Task prompt —
Everything in the data should be repeated exactly, save for the images.

Supplied material —
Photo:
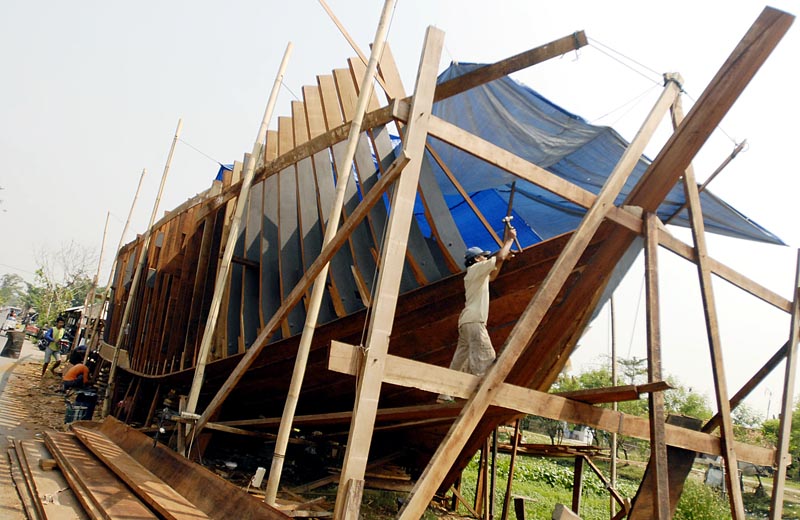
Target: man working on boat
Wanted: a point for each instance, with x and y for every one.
(474, 351)
(53, 348)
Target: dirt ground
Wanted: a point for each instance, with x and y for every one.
(29, 405)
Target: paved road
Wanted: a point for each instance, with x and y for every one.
(12, 424)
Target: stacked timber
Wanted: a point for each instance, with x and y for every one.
(109, 471)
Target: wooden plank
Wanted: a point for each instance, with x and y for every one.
(724, 272)
(614, 393)
(435, 379)
(289, 237)
(505, 67)
(360, 242)
(787, 403)
(749, 386)
(712, 330)
(348, 83)
(20, 483)
(325, 256)
(270, 247)
(151, 489)
(309, 222)
(658, 445)
(252, 320)
(50, 490)
(210, 495)
(530, 319)
(383, 311)
(680, 465)
(577, 485)
(341, 283)
(444, 228)
(418, 252)
(101, 493)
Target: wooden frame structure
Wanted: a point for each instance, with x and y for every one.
(285, 218)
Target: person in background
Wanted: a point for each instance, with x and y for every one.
(474, 351)
(76, 377)
(53, 349)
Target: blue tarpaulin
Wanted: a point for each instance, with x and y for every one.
(518, 119)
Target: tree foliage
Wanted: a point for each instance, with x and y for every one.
(61, 281)
(771, 428)
(12, 290)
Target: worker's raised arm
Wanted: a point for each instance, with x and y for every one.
(502, 255)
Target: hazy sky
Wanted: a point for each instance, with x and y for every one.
(93, 90)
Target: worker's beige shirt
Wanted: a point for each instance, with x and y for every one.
(476, 290)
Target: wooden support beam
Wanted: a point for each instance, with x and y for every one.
(511, 467)
(712, 329)
(533, 315)
(658, 445)
(223, 272)
(615, 393)
(787, 403)
(372, 198)
(406, 372)
(748, 387)
(392, 258)
(507, 66)
(577, 485)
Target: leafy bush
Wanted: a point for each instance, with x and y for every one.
(700, 502)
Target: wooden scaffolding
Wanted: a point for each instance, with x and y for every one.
(188, 239)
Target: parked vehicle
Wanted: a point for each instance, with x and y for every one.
(63, 345)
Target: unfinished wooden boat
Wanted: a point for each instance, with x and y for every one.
(464, 192)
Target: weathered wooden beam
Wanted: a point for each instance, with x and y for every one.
(392, 258)
(533, 315)
(507, 66)
(787, 403)
(615, 393)
(712, 330)
(658, 445)
(406, 372)
(372, 198)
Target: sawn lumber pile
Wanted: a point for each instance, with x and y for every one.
(109, 471)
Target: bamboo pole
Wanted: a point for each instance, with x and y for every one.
(233, 235)
(312, 313)
(137, 274)
(785, 428)
(107, 292)
(90, 295)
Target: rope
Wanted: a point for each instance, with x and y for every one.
(632, 102)
(199, 151)
(605, 49)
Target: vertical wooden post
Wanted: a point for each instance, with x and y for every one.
(137, 274)
(787, 402)
(233, 235)
(658, 445)
(577, 485)
(511, 467)
(532, 316)
(712, 329)
(480, 482)
(107, 293)
(90, 296)
(392, 258)
(614, 406)
(318, 290)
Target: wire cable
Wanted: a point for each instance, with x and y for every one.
(615, 55)
(199, 151)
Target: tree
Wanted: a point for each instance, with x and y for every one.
(12, 290)
(61, 281)
(771, 427)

Solution below —
Photo:
Target: man working on boat
Wanted: a point for each instance, with x and y for every one.
(474, 351)
(53, 348)
Target: dirt ground
Wanted: a point for each instance, with x and y for every one.
(29, 405)
Target: paved road
Wanted: a point for each instance, with x and y for every one.
(12, 424)
Target: stacked timber
Wanted: a point for each instance, with x and y for every one.
(109, 471)
Target: wooden plank
Wanted: a point for each instance, with x and y for every one.
(724, 272)
(614, 393)
(435, 379)
(289, 237)
(505, 67)
(360, 242)
(787, 403)
(749, 386)
(712, 330)
(348, 83)
(20, 483)
(325, 256)
(270, 247)
(151, 489)
(309, 222)
(658, 445)
(252, 320)
(50, 490)
(210, 495)
(530, 319)
(383, 311)
(680, 465)
(577, 485)
(341, 283)
(444, 228)
(418, 252)
(101, 493)
Target: wooden frame structure
Wanted: a point for each instance, with x and y for every one.
(285, 218)
Target: person in background
Wanted: a point for each instance, with x and y for every one.
(474, 351)
(76, 377)
(53, 349)
Target: blue tarpaulin
Wanted: a point for each instance, with x and y for every one.
(518, 119)
Target: tree foliage
Wanted: a point for each instance, with x and y for every one.
(61, 281)
(771, 428)
(12, 290)
Target: worker's raised arm
Wanted: a point for each instance, with x and y for every one.
(502, 255)
Target: hazy sky
Wanted: a point for each instance, with x and y for every one.
(93, 90)
Target: worker's beige shirt
Wanted: a point for each instance, with x and y for every one.
(476, 290)
Target: wooden support beam
Wanted: a point for each instance, with x and y for every one.
(511, 467)
(712, 329)
(533, 315)
(658, 445)
(223, 272)
(615, 393)
(787, 403)
(372, 198)
(406, 372)
(748, 387)
(392, 258)
(507, 66)
(577, 485)
Target: leafy bush
Wanted: a point for each instance, with x and y for every one.
(700, 502)
Target: wooden scaffolding
Wanted: a point for each instance, with x and y for every one.
(188, 239)
Target: parked vehicle
Wanted: a point for each instance, with x and y for every one.
(63, 345)
Target: unfinished wooden boat
Wanted: a point for each instance, with x and y for every one.
(464, 192)
Target: weathered wooden beam
Wanted: a point for each instance, with x and y for every one.
(392, 258)
(533, 315)
(507, 66)
(787, 403)
(615, 393)
(712, 330)
(658, 445)
(406, 372)
(372, 198)
Target: sawn lumber pile
Wanted: a point for each instance, with x and y for every one.
(109, 471)
Target: bamboo pole
Wanted: a point for each instance, with x and y for every one.
(233, 235)
(312, 313)
(137, 274)
(785, 428)
(107, 292)
(90, 295)
Target: rope
Wanted: a point for each instance, with x and y for every one.
(632, 102)
(199, 151)
(605, 49)
Target: vertical wooden post
Wanted: a point for each instance, with x and y for every one.
(137, 274)
(787, 402)
(233, 235)
(658, 445)
(577, 485)
(511, 467)
(532, 316)
(712, 329)
(480, 482)
(107, 293)
(90, 296)
(392, 258)
(614, 406)
(318, 290)
Target: wire cable
Wanted: a point for each instance, with x and y for every one.
(615, 55)
(199, 151)
Target: tree
Wanted: a point for each instance, with x and y for every one.
(12, 290)
(61, 281)
(771, 427)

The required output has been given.